-- START Provided records --

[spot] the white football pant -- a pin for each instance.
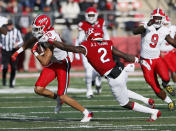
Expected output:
(90, 75)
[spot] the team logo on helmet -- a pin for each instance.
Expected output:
(96, 35)
(40, 25)
(91, 15)
(158, 15)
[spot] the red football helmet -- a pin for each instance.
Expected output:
(91, 15)
(158, 15)
(40, 25)
(95, 35)
(167, 21)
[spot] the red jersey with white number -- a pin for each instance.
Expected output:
(87, 27)
(99, 55)
(152, 40)
(165, 46)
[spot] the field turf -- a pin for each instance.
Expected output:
(30, 112)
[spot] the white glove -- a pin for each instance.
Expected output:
(77, 56)
(144, 63)
(43, 39)
(129, 68)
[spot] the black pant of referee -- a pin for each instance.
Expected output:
(6, 59)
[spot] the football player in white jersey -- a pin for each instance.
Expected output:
(153, 34)
(56, 63)
(85, 27)
(168, 52)
(99, 54)
(3, 22)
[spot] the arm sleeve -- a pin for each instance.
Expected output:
(20, 39)
(81, 38)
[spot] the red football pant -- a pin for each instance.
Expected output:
(159, 67)
(59, 70)
(170, 60)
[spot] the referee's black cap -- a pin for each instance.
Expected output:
(10, 22)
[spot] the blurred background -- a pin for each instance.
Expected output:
(121, 17)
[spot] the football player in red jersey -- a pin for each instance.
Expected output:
(153, 33)
(56, 63)
(168, 52)
(92, 21)
(99, 54)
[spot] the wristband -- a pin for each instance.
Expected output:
(36, 54)
(136, 60)
(145, 25)
(51, 41)
(20, 50)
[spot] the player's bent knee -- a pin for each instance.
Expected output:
(63, 97)
(39, 90)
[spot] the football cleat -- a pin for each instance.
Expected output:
(57, 108)
(98, 89)
(87, 117)
(93, 83)
(170, 90)
(89, 94)
(154, 116)
(151, 103)
(171, 106)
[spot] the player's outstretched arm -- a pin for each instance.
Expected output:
(66, 47)
(141, 29)
(125, 56)
(24, 47)
(3, 30)
(46, 57)
(171, 41)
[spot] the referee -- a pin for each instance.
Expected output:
(9, 44)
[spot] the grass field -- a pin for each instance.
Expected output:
(30, 112)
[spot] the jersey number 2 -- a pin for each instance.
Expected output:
(154, 40)
(102, 58)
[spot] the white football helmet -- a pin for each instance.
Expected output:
(91, 15)
(167, 21)
(95, 35)
(159, 16)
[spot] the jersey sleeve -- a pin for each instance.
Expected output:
(80, 26)
(81, 37)
(3, 21)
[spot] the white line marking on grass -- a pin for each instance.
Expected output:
(88, 125)
(67, 106)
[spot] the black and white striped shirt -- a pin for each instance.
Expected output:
(12, 40)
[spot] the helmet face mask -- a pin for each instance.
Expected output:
(91, 15)
(167, 21)
(158, 21)
(37, 31)
(158, 15)
(40, 25)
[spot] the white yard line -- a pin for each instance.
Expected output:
(72, 74)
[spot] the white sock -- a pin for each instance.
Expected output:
(85, 112)
(136, 96)
(89, 83)
(140, 108)
(168, 99)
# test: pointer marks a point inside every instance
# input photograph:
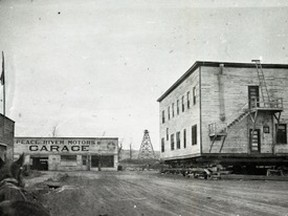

-- END Provided records --

Given task:
Can you write out all the rows above again with every "helmet" replaced by "headgear", changing nothing else and omitting the pictures?

Answer below:
[spot] the white football pant -- a pin for each instance.
Expected output:
(90, 75)
[spot] the team logo on headgear -- a pin for each instance.
Expected output:
(96, 35)
(40, 25)
(91, 15)
(158, 15)
[spot] the red football headgear -- a pin for each instance.
Expected output:
(91, 15)
(158, 15)
(40, 25)
(95, 35)
(167, 21)
[spot] the red jersey with white number -- a pin for each instance.
Expected output:
(87, 27)
(99, 55)
(152, 40)
(165, 46)
[spot] the field turf -- a pin for each instance.
Expected output:
(30, 112)
[spot] the white glove -- a pin for each instance.
Expected output:
(77, 56)
(144, 63)
(43, 39)
(129, 68)
[spot] the black pant of referee -- a pin for each instance.
Expected output:
(6, 59)
[spot] the football player in white jersey -- a pin for each instance.
Expected output:
(153, 34)
(56, 63)
(85, 27)
(168, 52)
(99, 54)
(3, 22)
[spot] the arm sleeve -- a pin for each instance.
Expected output:
(20, 39)
(81, 38)
[spot] the red football pant -- a pin for each instance.
Expected output:
(159, 67)
(59, 70)
(170, 60)
[spot] the referee's black cap -- a pin for each instance.
Expected output:
(10, 22)
[spot] the blurred background -- a pin for each instance.
Expected output:
(121, 17)
[spot] the football player in red jersey -- a pin for each instance.
Expected output:
(153, 33)
(56, 63)
(168, 52)
(92, 21)
(99, 54)
[spot] the wristband -- a pin for each instance.
Expected output:
(36, 54)
(136, 60)
(145, 25)
(51, 41)
(20, 50)
[spot] the player's bent knee -- a pin for each instance.
Expected output:
(63, 97)
(39, 90)
[spot] the football cleat -- a pin for each instance.
Expected output:
(57, 108)
(98, 89)
(87, 117)
(93, 83)
(170, 90)
(89, 94)
(154, 116)
(151, 103)
(171, 106)
[spot] the player's outstretched arm -- a pin for each instance.
Expected output:
(66, 47)
(141, 29)
(125, 56)
(24, 47)
(3, 30)
(46, 57)
(171, 41)
[spot] the referee -- a pin for each instance.
Expected output:
(9, 44)
[spot] the grass field -- a pin for each instance.
Expected output:
(30, 112)
[spot] the jersey number 2 -- a pin for each instance.
Expected output:
(154, 40)
(102, 58)
[spot] the white football headgear -- a pin for each instance.
Expected output:
(91, 15)
(167, 21)
(95, 35)
(159, 16)
[spot] the jersey sleeve -- a pin for each instance.
Expected output:
(80, 26)
(81, 37)
(3, 21)
[spot] the white line marking on grass -- a pin for each instance.
Expected output:
(88, 125)
(67, 106)
[spot] the black and white striped shirt -- a pin for each instance.
Expected output:
(12, 40)
[spot] the headgear face mask -- a pin for each instance.
Expected output:
(91, 15)
(167, 21)
(158, 21)
(37, 31)
(158, 15)
(40, 25)
[spot] the white yard line -- a pin for each instance.
Expected output:
(72, 74)
[spot] the white sock -- a pin for each instance.
Expected output:
(85, 112)
(136, 96)
(89, 83)
(140, 108)
(168, 99)
# test: pointer marks a point inside every instance
# input photograph:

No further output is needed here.